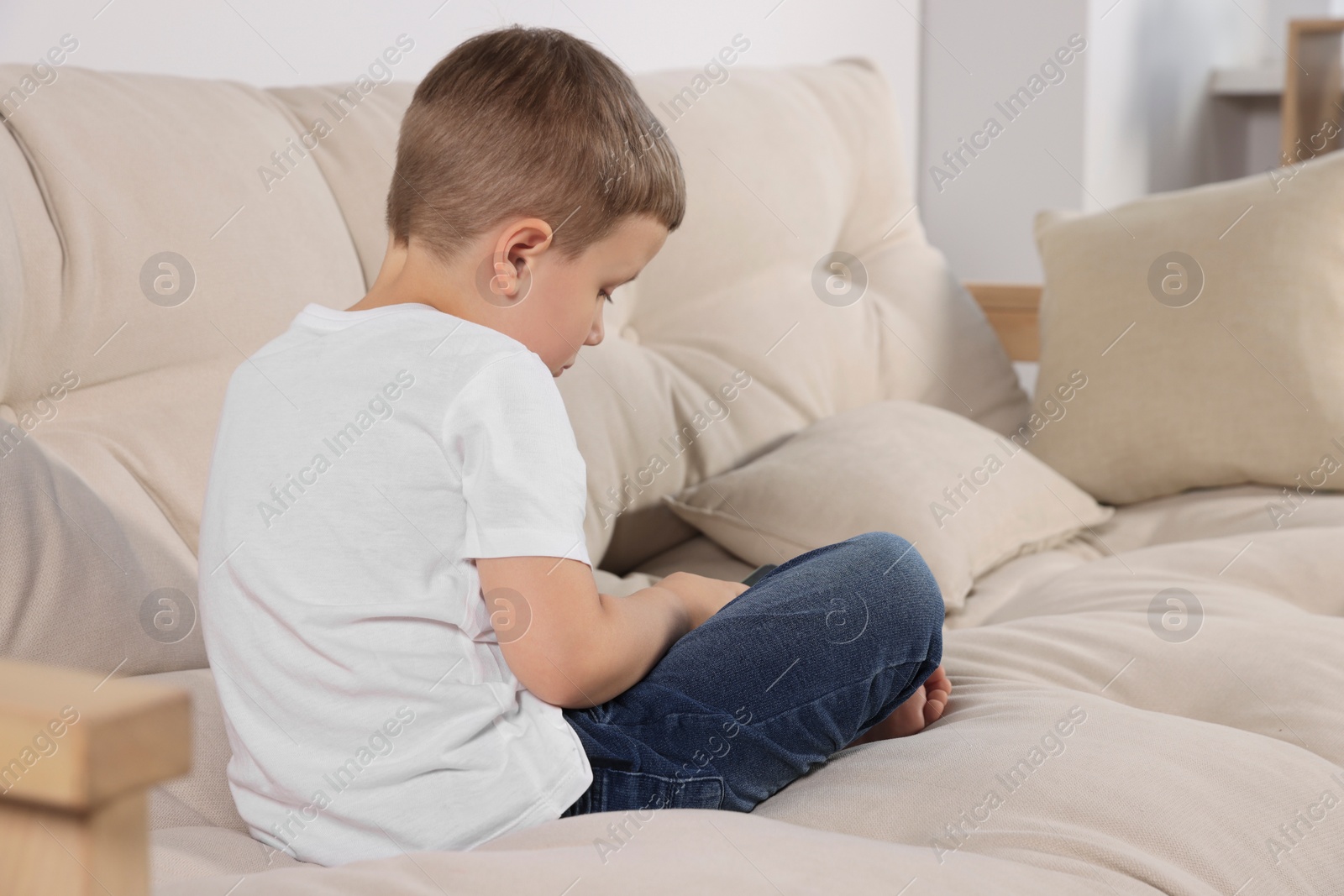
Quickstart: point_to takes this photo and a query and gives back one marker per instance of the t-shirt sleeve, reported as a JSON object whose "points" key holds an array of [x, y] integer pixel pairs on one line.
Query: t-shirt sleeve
{"points": [[523, 479]]}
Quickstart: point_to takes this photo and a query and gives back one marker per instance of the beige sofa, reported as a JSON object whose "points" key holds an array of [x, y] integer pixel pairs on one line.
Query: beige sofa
{"points": [[1191, 768]]}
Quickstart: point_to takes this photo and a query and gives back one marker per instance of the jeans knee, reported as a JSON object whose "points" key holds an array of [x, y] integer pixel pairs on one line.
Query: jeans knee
{"points": [[902, 584]]}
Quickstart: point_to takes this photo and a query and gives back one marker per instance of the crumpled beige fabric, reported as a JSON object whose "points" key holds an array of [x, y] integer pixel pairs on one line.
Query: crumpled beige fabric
{"points": [[1081, 752]]}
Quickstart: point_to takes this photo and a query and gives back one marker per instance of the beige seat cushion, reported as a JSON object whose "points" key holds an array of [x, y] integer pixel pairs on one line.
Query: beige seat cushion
{"points": [[1221, 369], [965, 497]]}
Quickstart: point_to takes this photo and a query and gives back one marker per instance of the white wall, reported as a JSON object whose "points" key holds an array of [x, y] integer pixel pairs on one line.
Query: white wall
{"points": [[269, 43], [1149, 116], [1132, 117], [976, 54]]}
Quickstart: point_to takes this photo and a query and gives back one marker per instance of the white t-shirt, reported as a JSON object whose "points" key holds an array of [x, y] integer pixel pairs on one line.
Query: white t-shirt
{"points": [[362, 461]]}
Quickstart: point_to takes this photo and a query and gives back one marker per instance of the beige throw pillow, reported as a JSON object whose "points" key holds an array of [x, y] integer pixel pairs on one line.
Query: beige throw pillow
{"points": [[1210, 327], [967, 497]]}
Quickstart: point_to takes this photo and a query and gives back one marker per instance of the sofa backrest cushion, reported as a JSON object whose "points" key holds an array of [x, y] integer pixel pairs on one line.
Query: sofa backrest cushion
{"points": [[102, 174]]}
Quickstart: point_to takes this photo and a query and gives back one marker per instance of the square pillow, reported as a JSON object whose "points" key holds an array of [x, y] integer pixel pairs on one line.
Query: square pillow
{"points": [[964, 496], [1210, 325]]}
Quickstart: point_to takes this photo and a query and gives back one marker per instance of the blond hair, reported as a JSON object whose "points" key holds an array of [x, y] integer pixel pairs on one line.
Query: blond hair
{"points": [[522, 123]]}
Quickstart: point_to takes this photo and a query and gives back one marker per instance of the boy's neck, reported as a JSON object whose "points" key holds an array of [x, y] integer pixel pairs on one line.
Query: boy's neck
{"points": [[409, 275]]}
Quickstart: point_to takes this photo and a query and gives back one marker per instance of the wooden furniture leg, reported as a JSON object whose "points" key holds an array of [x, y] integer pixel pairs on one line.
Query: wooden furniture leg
{"points": [[77, 755]]}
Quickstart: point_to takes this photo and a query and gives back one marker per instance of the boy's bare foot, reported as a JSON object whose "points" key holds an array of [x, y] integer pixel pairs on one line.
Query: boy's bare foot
{"points": [[922, 708]]}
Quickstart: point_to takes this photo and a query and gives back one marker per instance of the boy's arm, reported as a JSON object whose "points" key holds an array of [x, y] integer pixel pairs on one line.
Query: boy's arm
{"points": [[575, 647]]}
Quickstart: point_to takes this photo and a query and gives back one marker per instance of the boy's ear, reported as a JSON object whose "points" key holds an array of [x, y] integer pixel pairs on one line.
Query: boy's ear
{"points": [[523, 241], [508, 270]]}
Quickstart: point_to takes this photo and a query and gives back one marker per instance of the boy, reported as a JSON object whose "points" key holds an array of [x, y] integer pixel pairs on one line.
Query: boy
{"points": [[396, 600]]}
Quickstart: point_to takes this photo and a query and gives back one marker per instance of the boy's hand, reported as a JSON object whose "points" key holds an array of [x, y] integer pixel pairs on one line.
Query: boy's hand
{"points": [[701, 595]]}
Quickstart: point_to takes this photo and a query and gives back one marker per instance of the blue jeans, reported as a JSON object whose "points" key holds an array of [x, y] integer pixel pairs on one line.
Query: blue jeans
{"points": [[785, 674]]}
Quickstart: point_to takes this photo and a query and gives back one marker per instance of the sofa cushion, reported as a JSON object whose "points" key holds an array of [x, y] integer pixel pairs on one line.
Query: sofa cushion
{"points": [[102, 174], [783, 168], [965, 497], [1209, 322]]}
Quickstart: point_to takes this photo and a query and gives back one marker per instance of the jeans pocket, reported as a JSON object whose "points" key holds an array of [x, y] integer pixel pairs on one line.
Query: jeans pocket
{"points": [[638, 790]]}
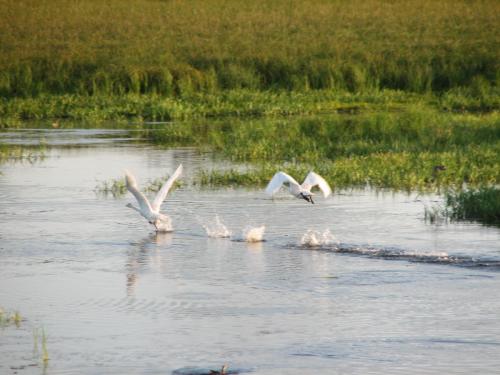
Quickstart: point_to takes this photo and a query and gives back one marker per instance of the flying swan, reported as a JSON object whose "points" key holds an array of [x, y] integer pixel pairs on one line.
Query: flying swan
{"points": [[151, 212], [299, 191]]}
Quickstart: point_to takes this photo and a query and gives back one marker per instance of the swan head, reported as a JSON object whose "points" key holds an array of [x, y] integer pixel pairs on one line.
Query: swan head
{"points": [[162, 223]]}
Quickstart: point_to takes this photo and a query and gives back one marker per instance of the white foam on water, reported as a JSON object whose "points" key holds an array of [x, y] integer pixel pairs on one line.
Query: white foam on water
{"points": [[164, 226], [254, 234], [217, 229]]}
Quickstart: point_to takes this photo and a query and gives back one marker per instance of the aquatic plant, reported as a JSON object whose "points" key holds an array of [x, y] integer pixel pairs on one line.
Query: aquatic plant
{"points": [[210, 46], [115, 187], [10, 318], [482, 204]]}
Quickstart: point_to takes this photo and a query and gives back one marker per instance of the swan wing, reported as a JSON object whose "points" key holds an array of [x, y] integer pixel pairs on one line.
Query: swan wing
{"points": [[279, 179], [131, 183], [162, 194], [313, 179]]}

What you need to do =>
Write the records out again exactly; none of the pictures belong in the copy.

Solution below =>
Quickstart: point_to takes this photo and a query and gives back one marker per instance of the t-shirt sleeve, reported as a JSON object whose "points" key holds an array of [x, y] integer pixel pairs on one line.
Query: t-shirt sleeve
{"points": [[523, 479]]}
Quickstart: point_to takes this photo and a query and gives back one marker per instance of the beige sofa, reported as a JSON object whose "points" key holds an array of [x, y] integer pixel pairs on one line.
Query: beige sofa
{"points": [[1191, 768]]}
Quickstart: point_to takes this photo and a query and gives back one marker per instance of the jeans knee, reported as a JSON object whose "points" key holds an array of [x, y] integer pixel pairs on one line.
Query: jeans knee
{"points": [[902, 584]]}
Quickstart: point_to takes this photo and a query and gives back one marker per instance of the crumpled beige fabric, reported as a JSON object whose "points" key holds an array of [x, y] integer pixel pairs on one line.
Query: crumpled beige fabric
{"points": [[1081, 752]]}
Quickstart: point_to takes this photo and a query and gives back one marker per instance of the beige seat cushion, reported as a JSON object whose "points" key holds an array of [x, y] integer pixel pairs on one line.
Query: beige seat cushion
{"points": [[1221, 369], [965, 497]]}
Quickstart: point_to takes this photo and a query and gives back one marker per instance of the white wall, reported as a JSON object whose "points" key holds an array of [x, y] integer pixel pairs on one line.
Query: white wall
{"points": [[269, 43], [1149, 116], [1132, 117], [976, 54]]}
Quickstart: point_to takes this photo and a query and gives back one marker per instance of the white t-shirt, reported as a JSON object whose "points" key holds an array of [x, y] integer pixel pairs on one line.
Query: white t-shirt
{"points": [[362, 461]]}
Quickstart: point_to takes this photo and a query and gives back one marker per instance of the beige throw pillow, reported as a JSON object whose "points" key holds an array of [x, y] integer pixel pairs on one line.
Query: beige throw pillow
{"points": [[1210, 327], [967, 497]]}
Quickstart: point_to takes this photo and a query and gives back one marker per instance of the sofa backrest cushion, reported as a JSON object whose "points" key holds an array of [x, y] integer pixel pairs on one line.
Query: sofa backrest cushion
{"points": [[102, 174]]}
Quickstart: point_to takes this photo and a query and gives back one marker per instance of the square pillow, reported as a JSON object whose "points" key holds an array of [x, y] integer pixel pairs on one line.
Query: square pillow
{"points": [[964, 496], [1210, 325]]}
Quickstart: point_to takes this photo and a query and gives back one marker per instance of the blond hair, reported as a JSON object whose "points" key holds an array of [x, y] integer pixel pairs on one line.
Query: blond hair
{"points": [[522, 123]]}
Quickstart: point_to takes this photo and a query and gives back one marker per instance of the boy's neck, reported as a JSON object whose "points" key holds an array of [x, y] integer pixel pairs on one line.
Query: boy's neck
{"points": [[409, 275]]}
Quickstart: point_to takes this photo and a query and gives back one marker per instance of the wooden furniture leg, reported as a JSON object whose "points" key holds an array of [x, y] integer pixel pairs on one line.
Query: wooden furniture leg
{"points": [[77, 755]]}
Quickstart: point_to takes this photo and a query and gives back one marker per instance of the boy's bare foot, reported as a JSON object whose "points" key holds an array of [x, y] integer pixel pairs on one line.
Query: boy's bare foot
{"points": [[922, 708]]}
Quickstart: point_to takes this photo and a query and gives back one marker per instance of the boy's arm, reported as a JSON object whose "points" key holds an array of [x, y] integer pixel pairs on one line.
Query: boy's arm
{"points": [[575, 647]]}
Quickstart: point_to takes this photo and a query and gives back one marker per instance of the boy's ear, reported as a JSON object whose "points" key holds an array of [x, y] integer pixel pairs on one line.
Query: boy's ear
{"points": [[523, 241], [508, 270]]}
Quickstart: point_to takes this photo and a query and gives back one marker per instance of the boy, reported as a JSON object whose "points" key holds an array of [x, y] integer pixel pairs on one line.
Query: boy
{"points": [[396, 600]]}
Quickstart: point_to takes this photo and a query and gives back one marker per instance of the boy's hand, reported as a JSON object whose "points" key holds an array of [x, y] integer pixel pairs on one line.
Query: boy's hand
{"points": [[701, 595]]}
Quickstart: point_to takes this photo and a query and gives back one marker per instance of the blue jeans, reported as a JSON object whose "points" key holds an array of [x, y] integer pixel pairs on one line.
Query: blue jeans
{"points": [[785, 674]]}
Quickstart: point_to takes this photo and a query and gives back one marker per instance of the sofa cushion, reported as a JSON object whose "points" key holds an array of [x, y] integer pixel pairs on one line.
Query: sofa cushion
{"points": [[102, 174], [783, 168], [965, 497], [1209, 322]]}
Quickstart: point_to takes this photo and a query and gives back one marker per instance of the jeans pocket, reported as a JSON object whose "points" key holds an array of [x, y] integer pixel pairs on one line.
Query: jeans pocket
{"points": [[638, 790]]}
Quickstart: point_to takes this photo and a query and gives back one marker per instance of the flying swan, reported as a JSON object whose "points" key holds an array of [x, y] integer pixel pairs on one line.
Query: flying swan
{"points": [[151, 212], [299, 191]]}
Quickstart: point_to takes this photo and a query and gives back one marker per instance of the swan head, reported as a JSON object whose "points" key holds an array of [x, y] integer pixel pairs on one line.
Query: swan head
{"points": [[162, 223]]}
Quickstart: point_to takes this photo and a query and gives back one marker per instance of the white foam on water, reported as a JSON object whose "points" key holds an array of [x, y] integer pixel pairs on one line.
Query: white foam on water
{"points": [[164, 226], [254, 234], [217, 229]]}
Quickstart: point_to takes this photo and a query and gives back one marker per instance of the aquatic plant, reported as a JSON object whose "points" key holds an array of [x, y] integer pixel pairs on one line.
Query: aquatic plant
{"points": [[210, 46], [115, 187], [10, 318], [482, 204]]}
Quickstart: point_to takes this photo and a query and gives back one marker per instance of the swan wing, reported as a JSON object whose "points" key holds an array of [x, y] integer pixel pairs on one line.
Query: swan wing
{"points": [[279, 179], [131, 183], [162, 194], [313, 179]]}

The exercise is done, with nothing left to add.